### Work request
Write out, without any change, the lines in the material below that run from the line with "Check that each instance of the wooden jetty" through the line with "Check that each instance of the lake", both included.

[[ Supplied records, beginning ]]

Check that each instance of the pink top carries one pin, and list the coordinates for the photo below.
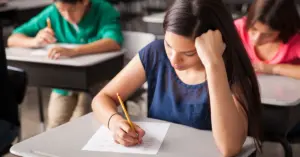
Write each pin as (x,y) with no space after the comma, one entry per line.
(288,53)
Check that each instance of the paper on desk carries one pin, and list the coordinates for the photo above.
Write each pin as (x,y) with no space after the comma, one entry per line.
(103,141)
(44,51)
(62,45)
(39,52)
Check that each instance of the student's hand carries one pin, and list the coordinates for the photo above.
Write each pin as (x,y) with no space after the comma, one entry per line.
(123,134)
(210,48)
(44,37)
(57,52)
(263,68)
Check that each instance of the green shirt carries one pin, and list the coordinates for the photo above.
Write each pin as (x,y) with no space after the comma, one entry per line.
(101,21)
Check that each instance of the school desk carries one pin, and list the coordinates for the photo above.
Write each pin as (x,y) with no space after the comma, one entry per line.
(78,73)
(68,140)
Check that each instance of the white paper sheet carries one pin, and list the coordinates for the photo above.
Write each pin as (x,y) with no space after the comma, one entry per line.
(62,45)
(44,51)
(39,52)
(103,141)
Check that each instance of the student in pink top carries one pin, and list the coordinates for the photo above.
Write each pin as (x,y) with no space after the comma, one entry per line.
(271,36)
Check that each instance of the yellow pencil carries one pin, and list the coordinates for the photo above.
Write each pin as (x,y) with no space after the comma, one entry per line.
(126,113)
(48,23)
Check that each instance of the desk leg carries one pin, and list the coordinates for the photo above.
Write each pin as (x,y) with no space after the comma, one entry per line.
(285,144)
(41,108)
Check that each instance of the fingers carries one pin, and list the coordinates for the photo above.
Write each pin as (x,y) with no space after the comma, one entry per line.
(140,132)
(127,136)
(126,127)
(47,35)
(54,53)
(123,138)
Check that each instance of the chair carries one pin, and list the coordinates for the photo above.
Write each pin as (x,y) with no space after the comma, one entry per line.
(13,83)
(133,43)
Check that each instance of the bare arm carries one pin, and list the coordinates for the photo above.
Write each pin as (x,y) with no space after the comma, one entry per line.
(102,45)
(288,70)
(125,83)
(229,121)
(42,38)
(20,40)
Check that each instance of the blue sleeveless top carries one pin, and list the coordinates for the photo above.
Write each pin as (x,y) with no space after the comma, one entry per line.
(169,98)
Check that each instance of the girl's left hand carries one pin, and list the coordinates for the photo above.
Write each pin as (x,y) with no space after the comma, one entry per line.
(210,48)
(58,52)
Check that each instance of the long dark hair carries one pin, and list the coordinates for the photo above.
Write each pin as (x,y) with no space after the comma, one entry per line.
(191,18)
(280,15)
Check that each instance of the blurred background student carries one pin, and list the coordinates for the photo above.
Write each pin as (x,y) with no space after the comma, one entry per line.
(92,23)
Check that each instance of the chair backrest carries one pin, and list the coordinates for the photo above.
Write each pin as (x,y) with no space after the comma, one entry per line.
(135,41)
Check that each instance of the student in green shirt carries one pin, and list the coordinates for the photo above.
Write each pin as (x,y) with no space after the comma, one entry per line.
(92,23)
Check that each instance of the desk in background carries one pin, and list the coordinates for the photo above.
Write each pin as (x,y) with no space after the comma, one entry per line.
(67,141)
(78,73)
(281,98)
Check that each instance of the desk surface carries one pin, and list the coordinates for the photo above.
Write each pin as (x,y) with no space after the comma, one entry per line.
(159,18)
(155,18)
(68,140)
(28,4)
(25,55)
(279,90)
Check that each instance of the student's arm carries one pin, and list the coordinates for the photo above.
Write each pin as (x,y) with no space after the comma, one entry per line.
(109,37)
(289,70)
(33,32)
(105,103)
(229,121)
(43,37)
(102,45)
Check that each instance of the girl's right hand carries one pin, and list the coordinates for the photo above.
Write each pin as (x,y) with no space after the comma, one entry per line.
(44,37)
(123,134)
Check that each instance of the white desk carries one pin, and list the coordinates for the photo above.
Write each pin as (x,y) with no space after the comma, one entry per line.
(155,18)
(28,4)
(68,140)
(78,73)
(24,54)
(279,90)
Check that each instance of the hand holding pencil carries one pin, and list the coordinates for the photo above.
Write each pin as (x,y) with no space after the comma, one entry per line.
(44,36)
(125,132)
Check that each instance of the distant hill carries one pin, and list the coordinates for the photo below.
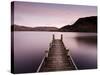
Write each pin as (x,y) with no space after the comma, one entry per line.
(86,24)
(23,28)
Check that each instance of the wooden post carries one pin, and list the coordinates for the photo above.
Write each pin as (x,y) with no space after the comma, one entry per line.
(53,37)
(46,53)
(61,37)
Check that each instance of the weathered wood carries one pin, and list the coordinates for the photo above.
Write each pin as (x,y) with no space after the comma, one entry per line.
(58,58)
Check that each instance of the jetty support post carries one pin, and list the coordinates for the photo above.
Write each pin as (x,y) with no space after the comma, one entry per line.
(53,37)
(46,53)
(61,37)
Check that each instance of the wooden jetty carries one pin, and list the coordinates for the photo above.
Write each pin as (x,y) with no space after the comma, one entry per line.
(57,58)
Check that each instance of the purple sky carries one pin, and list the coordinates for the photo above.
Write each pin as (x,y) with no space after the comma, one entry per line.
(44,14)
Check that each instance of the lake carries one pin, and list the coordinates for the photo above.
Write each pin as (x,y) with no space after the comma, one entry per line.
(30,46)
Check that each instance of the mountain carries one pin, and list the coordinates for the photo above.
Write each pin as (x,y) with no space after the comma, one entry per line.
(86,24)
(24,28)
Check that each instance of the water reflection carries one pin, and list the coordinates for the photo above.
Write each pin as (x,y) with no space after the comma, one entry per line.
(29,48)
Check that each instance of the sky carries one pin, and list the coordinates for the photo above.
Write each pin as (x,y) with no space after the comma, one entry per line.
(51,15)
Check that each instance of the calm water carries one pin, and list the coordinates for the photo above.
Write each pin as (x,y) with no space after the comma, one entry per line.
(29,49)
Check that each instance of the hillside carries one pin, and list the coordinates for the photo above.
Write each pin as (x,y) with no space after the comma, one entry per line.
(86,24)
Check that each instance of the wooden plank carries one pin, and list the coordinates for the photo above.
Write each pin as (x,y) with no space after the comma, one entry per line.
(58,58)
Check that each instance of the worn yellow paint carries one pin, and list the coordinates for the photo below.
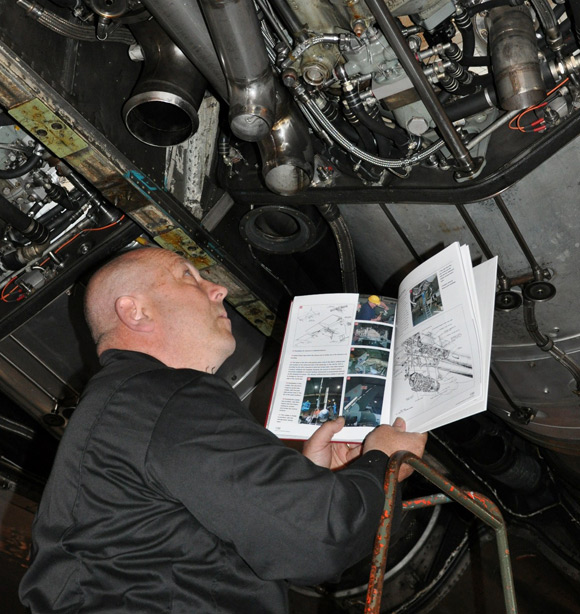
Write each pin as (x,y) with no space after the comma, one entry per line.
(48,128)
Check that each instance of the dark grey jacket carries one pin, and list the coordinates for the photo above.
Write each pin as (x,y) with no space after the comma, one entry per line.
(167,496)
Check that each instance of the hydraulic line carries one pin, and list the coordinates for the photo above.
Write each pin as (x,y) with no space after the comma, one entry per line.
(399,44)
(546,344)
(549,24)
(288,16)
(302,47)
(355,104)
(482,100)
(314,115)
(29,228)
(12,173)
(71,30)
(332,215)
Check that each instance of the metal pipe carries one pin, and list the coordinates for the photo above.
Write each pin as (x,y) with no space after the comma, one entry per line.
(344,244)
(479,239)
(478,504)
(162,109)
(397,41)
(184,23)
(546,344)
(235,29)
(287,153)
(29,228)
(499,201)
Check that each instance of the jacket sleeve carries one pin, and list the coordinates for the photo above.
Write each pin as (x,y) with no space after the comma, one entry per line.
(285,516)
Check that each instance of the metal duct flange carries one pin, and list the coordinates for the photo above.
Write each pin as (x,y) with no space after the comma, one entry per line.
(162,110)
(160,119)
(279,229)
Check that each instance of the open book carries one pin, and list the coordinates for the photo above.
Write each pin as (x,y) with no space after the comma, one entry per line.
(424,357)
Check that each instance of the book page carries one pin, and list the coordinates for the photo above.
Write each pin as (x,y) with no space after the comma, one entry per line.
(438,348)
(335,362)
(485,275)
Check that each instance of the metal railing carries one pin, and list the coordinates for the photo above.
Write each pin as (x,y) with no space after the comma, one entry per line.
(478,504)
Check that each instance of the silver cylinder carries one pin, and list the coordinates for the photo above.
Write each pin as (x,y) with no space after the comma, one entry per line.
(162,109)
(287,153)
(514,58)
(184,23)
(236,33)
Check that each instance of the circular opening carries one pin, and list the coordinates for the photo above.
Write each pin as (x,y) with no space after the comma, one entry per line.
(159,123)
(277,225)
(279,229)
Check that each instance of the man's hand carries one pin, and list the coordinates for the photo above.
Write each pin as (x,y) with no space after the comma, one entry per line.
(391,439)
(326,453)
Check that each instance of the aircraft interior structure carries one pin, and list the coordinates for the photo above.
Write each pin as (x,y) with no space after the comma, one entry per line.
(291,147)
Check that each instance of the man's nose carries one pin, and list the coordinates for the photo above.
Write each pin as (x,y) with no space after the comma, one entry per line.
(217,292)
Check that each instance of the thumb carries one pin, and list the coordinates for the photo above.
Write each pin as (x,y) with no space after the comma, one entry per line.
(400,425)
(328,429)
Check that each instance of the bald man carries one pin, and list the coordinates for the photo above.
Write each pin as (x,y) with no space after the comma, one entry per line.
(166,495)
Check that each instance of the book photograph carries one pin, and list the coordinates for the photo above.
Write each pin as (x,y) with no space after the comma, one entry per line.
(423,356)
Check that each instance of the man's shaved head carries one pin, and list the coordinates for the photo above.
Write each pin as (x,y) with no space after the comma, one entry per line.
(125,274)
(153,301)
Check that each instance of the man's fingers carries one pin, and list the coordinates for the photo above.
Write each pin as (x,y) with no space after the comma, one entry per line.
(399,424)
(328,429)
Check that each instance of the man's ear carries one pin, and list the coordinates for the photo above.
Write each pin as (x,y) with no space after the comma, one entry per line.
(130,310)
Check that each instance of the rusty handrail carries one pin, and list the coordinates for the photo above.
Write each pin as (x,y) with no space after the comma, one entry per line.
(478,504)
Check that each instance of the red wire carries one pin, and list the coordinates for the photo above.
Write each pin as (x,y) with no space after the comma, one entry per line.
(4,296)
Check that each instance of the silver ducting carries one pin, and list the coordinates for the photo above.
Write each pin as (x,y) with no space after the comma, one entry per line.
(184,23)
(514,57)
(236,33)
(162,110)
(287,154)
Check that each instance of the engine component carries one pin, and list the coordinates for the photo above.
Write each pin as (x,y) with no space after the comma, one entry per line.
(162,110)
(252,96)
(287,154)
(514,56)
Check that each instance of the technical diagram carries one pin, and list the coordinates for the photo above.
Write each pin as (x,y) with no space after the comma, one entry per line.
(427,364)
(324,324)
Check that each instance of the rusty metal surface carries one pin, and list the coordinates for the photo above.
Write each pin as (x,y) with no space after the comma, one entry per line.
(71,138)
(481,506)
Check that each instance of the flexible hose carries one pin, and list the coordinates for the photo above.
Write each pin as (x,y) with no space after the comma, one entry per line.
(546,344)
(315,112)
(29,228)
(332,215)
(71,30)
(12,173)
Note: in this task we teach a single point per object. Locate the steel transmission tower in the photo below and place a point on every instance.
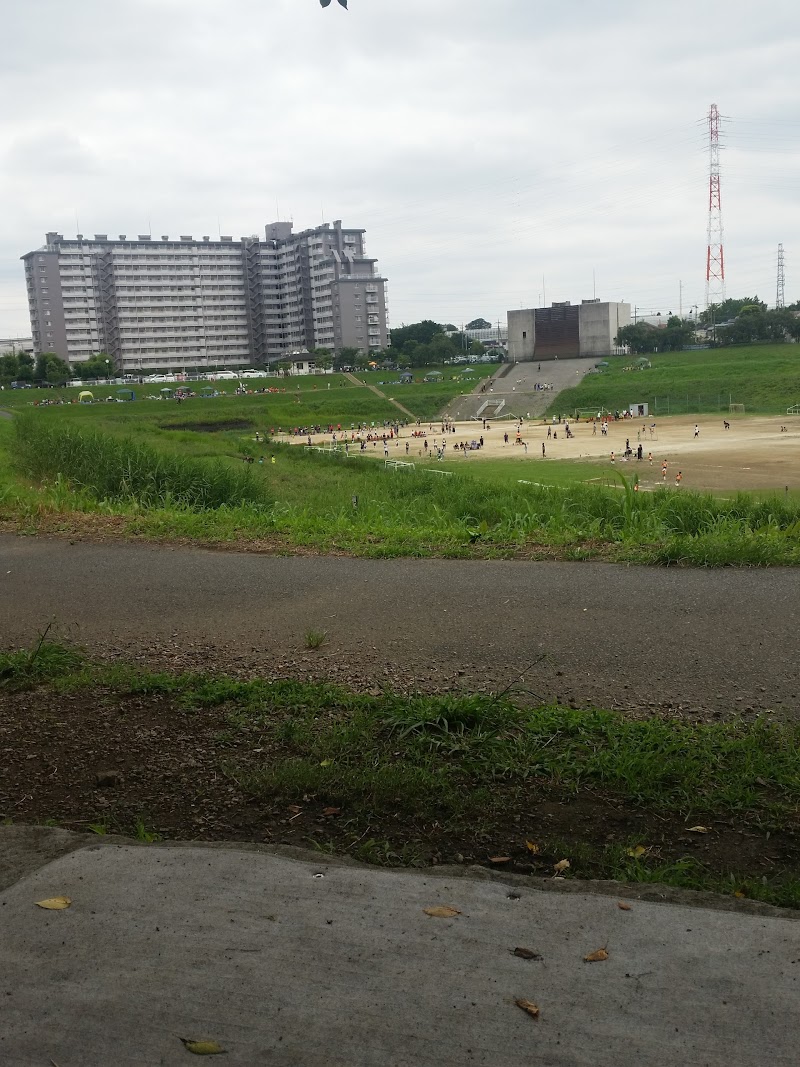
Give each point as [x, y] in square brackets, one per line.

[[ Supplied records, end ]]

### Task response
Check that each instance of the wooden jetty carries one pin, and list the coordinates for the photo above.
Write each pin as (x,y) with no space after the comma, one entry per line.
(57,58)
Check that each instance of the purple sky carries one pin, and list the coordinates for the photo above.
Write each pin as (x,y) with no space after the comma, one entry per line.
(44,14)
Check that each instance of the lake carries one pin, and list the coordinates for the photo above.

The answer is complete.